Try it: Each line in the listing below that contains "segmentation" should be returned.

Given data:
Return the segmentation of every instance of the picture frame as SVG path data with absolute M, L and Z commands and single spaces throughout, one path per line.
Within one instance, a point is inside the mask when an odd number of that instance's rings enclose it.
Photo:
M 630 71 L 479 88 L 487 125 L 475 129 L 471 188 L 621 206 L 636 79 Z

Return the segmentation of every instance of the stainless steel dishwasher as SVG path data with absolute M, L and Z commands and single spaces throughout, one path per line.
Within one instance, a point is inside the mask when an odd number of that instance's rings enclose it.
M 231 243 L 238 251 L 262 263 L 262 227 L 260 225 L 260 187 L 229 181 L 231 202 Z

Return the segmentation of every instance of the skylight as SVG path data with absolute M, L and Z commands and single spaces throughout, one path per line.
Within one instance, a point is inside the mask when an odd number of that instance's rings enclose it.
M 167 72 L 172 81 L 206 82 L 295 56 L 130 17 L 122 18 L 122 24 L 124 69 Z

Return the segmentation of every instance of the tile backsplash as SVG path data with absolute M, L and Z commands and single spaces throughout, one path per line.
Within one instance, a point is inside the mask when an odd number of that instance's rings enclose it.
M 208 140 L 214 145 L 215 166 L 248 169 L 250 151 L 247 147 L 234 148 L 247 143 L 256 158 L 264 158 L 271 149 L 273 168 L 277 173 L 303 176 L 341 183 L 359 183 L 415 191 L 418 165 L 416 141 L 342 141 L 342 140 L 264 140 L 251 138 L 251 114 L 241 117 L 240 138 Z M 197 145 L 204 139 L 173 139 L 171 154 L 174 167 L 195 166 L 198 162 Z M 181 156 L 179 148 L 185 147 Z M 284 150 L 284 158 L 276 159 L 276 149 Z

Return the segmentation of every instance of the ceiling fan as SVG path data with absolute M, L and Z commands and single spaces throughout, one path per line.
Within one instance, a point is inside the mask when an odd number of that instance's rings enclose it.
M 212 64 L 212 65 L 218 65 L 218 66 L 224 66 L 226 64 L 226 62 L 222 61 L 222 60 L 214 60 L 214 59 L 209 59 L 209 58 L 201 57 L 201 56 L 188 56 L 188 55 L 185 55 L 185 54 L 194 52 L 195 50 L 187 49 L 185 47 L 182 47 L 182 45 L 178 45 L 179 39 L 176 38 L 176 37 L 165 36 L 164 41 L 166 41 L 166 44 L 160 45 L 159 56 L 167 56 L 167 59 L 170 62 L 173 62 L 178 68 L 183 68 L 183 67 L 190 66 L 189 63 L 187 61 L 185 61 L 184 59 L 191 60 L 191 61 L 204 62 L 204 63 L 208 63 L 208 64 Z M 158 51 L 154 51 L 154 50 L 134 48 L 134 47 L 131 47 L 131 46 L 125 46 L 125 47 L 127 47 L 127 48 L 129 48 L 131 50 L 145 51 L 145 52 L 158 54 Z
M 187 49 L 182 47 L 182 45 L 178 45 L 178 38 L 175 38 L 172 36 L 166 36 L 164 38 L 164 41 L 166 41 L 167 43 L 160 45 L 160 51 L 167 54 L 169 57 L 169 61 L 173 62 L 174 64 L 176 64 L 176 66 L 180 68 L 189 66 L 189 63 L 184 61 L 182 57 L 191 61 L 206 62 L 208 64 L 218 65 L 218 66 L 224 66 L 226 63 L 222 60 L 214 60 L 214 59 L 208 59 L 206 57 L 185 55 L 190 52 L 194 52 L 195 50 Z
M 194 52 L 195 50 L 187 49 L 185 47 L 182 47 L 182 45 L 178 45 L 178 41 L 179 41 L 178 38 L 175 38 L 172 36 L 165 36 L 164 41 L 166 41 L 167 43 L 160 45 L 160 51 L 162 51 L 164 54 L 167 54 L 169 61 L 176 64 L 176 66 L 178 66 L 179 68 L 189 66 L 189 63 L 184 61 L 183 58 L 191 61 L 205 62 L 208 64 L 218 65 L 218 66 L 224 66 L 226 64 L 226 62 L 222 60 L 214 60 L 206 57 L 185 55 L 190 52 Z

Exercise solution:
Return the segmentation of every instance of the picture frame as SVG path data with absolute M, L and Z commands and single spaces throughout, one path per line.
Return the segmentation of every instance of the stainless steel dishwasher as SVG path data with absolute M, L and Z commands and single spaces throughout, one path per line.
Return the segmentation of every instance of the skylight as SVG path data with absolute M, L and Z commands and single spaces throughout, one path per line.
Return the segmentation of every instance of the tile backsplash as SVG path data with absolute M, L and Z commands and single spaces throughout, one path per line.
Return the segmentation of every instance of the ceiling fan as SVG path data with absolute M, L and Z commands and single spaces throughout, one path per line.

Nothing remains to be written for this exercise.